▶ Task requirements:
Repeat word for word the stretch of rows below, from the first line through the line containing "point(409, 206)", with both of those lines included.

════════════════════

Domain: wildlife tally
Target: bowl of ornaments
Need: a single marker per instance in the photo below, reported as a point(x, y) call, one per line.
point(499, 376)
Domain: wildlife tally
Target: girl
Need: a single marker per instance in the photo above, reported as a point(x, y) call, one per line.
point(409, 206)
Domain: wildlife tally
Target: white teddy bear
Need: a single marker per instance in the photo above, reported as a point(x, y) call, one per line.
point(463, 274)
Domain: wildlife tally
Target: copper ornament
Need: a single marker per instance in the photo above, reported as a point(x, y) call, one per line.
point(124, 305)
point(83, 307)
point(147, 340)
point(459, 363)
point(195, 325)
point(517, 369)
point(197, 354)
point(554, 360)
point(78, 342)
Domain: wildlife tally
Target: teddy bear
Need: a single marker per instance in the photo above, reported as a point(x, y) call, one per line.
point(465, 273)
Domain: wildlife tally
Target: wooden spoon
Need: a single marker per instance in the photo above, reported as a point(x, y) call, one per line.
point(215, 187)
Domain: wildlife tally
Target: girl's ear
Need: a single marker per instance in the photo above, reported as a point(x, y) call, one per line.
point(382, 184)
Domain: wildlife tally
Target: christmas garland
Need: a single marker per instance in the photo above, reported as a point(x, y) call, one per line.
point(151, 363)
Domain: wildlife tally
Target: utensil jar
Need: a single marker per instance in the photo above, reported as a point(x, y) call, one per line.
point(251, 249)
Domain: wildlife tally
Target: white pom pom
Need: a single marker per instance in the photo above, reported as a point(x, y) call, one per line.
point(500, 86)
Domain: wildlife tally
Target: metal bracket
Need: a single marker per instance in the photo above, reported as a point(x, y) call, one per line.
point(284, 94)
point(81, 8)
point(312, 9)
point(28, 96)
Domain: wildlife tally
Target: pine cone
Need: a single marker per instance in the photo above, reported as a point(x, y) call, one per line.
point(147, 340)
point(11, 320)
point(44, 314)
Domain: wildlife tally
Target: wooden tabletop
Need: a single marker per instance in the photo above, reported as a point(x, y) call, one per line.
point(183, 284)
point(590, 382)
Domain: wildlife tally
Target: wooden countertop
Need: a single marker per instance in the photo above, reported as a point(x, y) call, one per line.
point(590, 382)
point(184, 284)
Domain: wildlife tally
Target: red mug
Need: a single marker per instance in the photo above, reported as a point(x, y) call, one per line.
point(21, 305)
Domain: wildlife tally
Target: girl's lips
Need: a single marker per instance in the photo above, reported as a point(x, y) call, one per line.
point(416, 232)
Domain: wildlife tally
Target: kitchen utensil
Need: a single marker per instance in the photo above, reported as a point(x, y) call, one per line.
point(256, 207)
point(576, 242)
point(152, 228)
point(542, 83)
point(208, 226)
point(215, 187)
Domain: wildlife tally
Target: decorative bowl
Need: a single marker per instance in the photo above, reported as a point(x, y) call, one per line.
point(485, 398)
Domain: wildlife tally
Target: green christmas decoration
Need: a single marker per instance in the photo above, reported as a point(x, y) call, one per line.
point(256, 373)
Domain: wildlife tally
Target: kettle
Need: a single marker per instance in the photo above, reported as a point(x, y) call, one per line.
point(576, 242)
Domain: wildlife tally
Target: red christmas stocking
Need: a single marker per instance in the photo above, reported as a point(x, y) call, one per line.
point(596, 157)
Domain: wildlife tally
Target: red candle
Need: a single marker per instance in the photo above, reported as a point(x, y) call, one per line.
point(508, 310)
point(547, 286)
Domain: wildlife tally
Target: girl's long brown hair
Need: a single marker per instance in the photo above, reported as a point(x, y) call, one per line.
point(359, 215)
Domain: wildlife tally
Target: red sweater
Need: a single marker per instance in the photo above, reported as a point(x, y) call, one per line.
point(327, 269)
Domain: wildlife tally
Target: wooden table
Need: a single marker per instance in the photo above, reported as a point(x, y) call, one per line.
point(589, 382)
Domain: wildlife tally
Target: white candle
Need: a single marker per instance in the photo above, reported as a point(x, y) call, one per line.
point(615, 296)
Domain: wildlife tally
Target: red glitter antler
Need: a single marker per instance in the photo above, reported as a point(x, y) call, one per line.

════════════════════

▶ Solution for this task:
Domain: wildlife tally
Target: bowl of ornaments
Need: a single marker per instance in the photo below, reported as a point(x, y) call, one per line.
point(499, 376)
Domain: wildlife tally
Target: girl
Need: a single marker per instance in the photo above, reported as a point(x, y) call, one per line.
point(409, 206)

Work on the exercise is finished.